Text passage:
————————
# BEst mobo + procesor + ram + Graphic card for 15K's only



## ymhatre (Feb 4, 2006)

Gus my frnd needs mobo, processor, ram And graphic card too for just 15k
[/b]He is cracking my head to get the configuration*so digit lovers plz help me
I myself thought of
1* Asus A8n-E
2* AMD athlon64 3200+ / 3000+
3* Ram 1gb 
and now i just ran out of money
forget about graphic card ???
Plz help me in this 
My frnd wanna play games like NFSMW, FIFA 06, POPT2T, COD2....
He says he can compensate on graphic card *IF mobo has good inbuilt graphics*
And if posssible suggest an Intel rig for same prize....
Thanx in advance..
and yes *DIGIT ROCKS*  *


----------



## mohit (Feb 5, 2006)

go for the following if 15k is your budget,

AMD Athlon 3000+ - 6200/- (Socket 939)
ASUS A8N-VM or ASUS A8N-VM CSM mobo - 6000/- (approx)
512 *2 DDR 400 RAM - 4500/-

The above mentioned ASUS boards have the best onboard graphics at present available for the S939 processors. and u will be able to play all games at low-medium settings.


----------



## abhijit_reddevil (Feb 5, 2006)

mohit said:
			
		

> go for the following if 15k is your budget,
> 
> AMD Athlon 3000+ - 6200/- (Socket 939)
> ASUS A8N-VM or ASUS A8N-VM CSM mobo - 6000/- (approx)
> ...



Apologies if I have to correct a little.   The prices are:

AMD Athlon 3000+ - 5650/- (Socket 939)
ASUS A8N-VM mobo - 4500/- (approx)

If your budget is strictly 15k, then graphics card cannot be managed alongwith the 1GB RAM. Otherwise there are many good choices within Rs.5000. Tell us if you want to buy a graphics card and someone can suggest.
 :roll:


----------



## ymhatre (Feb 5, 2006)

Thanks for your support but
hey he(my frnd) want AMD athlon64 3000+
U all guys Mentioned AMD athlon 3000+
is there Any difference in tht.
And is there any PCI Express card at around rate of 3500 RS
If it is there then he can afford one


----------



## vijay_7287 (Feb 5, 2006)

wat they meant was the athlon64 only

and for the gfx card go for geforce 6200 - 256mb
cost 3.5k


----------



## KoRn (Feb 5, 2006)

mohit said:
			
		

> go for the following if 15k is your budget,
> 
> AMD Athlon 3000+ - 6200/- (Socket 939)
> ASUS A8N-VM or ASUS A8N-VM CSM mobo - 6000/- (approx)
> ...
————————
Data rows:
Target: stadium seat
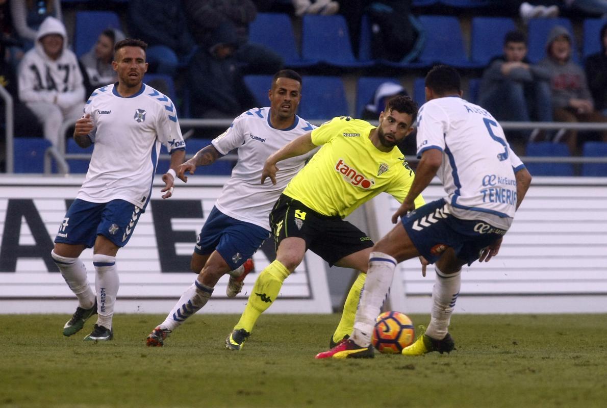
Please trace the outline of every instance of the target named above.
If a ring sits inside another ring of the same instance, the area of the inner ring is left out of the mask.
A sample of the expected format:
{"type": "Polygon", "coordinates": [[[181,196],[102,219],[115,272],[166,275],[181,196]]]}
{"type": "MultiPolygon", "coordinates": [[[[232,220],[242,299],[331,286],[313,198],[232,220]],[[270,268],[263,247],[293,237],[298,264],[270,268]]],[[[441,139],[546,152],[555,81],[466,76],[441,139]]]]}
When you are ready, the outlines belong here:
{"type": "MultiPolygon", "coordinates": [[[[550,30],[555,25],[562,25],[567,29],[571,35],[574,35],[573,26],[571,22],[566,18],[532,18],[527,25],[527,58],[533,63],[537,63],[546,57],[546,41],[548,38],[550,30]]],[[[579,62],[577,55],[577,47],[575,45],[575,38],[572,45],[572,56],[573,60],[579,62]]]]}
{"type": "Polygon", "coordinates": [[[489,61],[503,53],[504,37],[517,28],[508,17],[473,17],[470,33],[470,59],[486,66],[489,61]]]}
{"type": "MultiPolygon", "coordinates": [[[[532,157],[567,157],[571,155],[565,143],[540,141],[527,144],[527,155],[532,157]]],[[[569,163],[526,163],[532,175],[573,175],[569,163]]]]}
{"type": "Polygon", "coordinates": [[[419,61],[426,66],[437,63],[460,68],[480,68],[483,64],[471,62],[466,56],[464,39],[456,17],[420,16],[426,31],[426,41],[419,61]]]}
{"type": "Polygon", "coordinates": [[[339,76],[304,76],[298,115],[305,120],[350,115],[344,83],[339,76]]]}
{"type": "MultiPolygon", "coordinates": [[[[393,82],[400,84],[400,81],[395,78],[381,76],[361,76],[356,83],[356,117],[360,118],[365,106],[375,94],[375,90],[384,82],[393,82]]],[[[378,112],[379,114],[379,112],[378,112]]]]}
{"type": "Polygon", "coordinates": [[[249,26],[249,39],[280,54],[285,66],[291,68],[310,67],[317,60],[304,60],[297,52],[291,18],[282,13],[259,13],[249,26]]]}
{"type": "Polygon", "coordinates": [[[44,152],[50,146],[50,141],[42,138],[15,138],[15,172],[44,173],[44,152]]]}
{"type": "Polygon", "coordinates": [[[352,53],[350,33],[341,15],[305,15],[302,22],[302,58],[344,68],[370,67],[370,61],[357,60],[352,53]]]}
{"type": "MultiPolygon", "coordinates": [[[[94,146],[89,146],[86,149],[83,149],[76,144],[76,141],[72,138],[67,139],[67,143],[66,146],[66,153],[73,153],[76,154],[84,154],[88,153],[90,154],[93,152],[94,146]]],[[[67,159],[67,164],[70,166],[70,173],[86,173],[89,171],[89,163],[90,160],[86,159],[67,159]]]]}
{"type": "Polygon", "coordinates": [[[601,51],[601,29],[607,24],[605,18],[587,18],[583,24],[583,37],[582,38],[582,56],[586,58],[588,55],[601,51]]]}
{"type": "Polygon", "coordinates": [[[272,75],[245,75],[245,84],[253,93],[257,107],[268,106],[268,91],[272,84],[272,75]]]}
{"type": "Polygon", "coordinates": [[[106,29],[120,29],[120,20],[114,12],[76,12],[73,42],[76,56],[80,58],[87,53],[106,29]]]}
{"type": "MultiPolygon", "coordinates": [[[[582,149],[582,155],[585,157],[607,157],[607,142],[586,142],[582,149]]],[[[607,163],[585,163],[582,166],[582,175],[607,177],[607,163]]]]}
————————
Task 1:
Based on the thread about a 15k PC build, decide whether each statement is true. Answer yes or no for each and quote the words from the thread that decide it. (a) mohit priced the ASUS A8N-VM board at about 6000/-. (b) vijay_7287 recommended a geforce 6200 with 512mb. (c) abhijit_reddevil gave 5650/- as the price of the AMD Athlon 3000+.
Task 2:
Update the entries from their first line through the line containing "When you are", replacing "ring" with "loop" and leaving everything else the same. Leave the picture out.

Answer 1:
(a) Yes: "ASUS A8N-VM or ASUS A8N-VM CSM mobo - 6000/- (approx)"
(b) No: "go for geforce 6200 - 256mb"
(c) Yes: "AMD Athlon 3000+ - 5650/- (Socket 939)"

Answer 2:
Target: stadium seat
Please trace the outline of every instance of the target named above.
If a loop sits inside another loop of the same instance, the area of the inner loop is left out of the mask.
A sample of the expected format:
{"type": "Polygon", "coordinates": [[[181,196],[102,219],[115,272],[166,275],[181,196]]]}
{"type": "MultiPolygon", "coordinates": [[[[232,220],[242,299],[331,286],[313,198],[232,220]],[[270,268],[263,247],[293,237],[298,264],[270,268]]],[[[441,139],[546,152],[555,81],[466,76],[441,139]]]]}
When you are ready, the outlines belong here:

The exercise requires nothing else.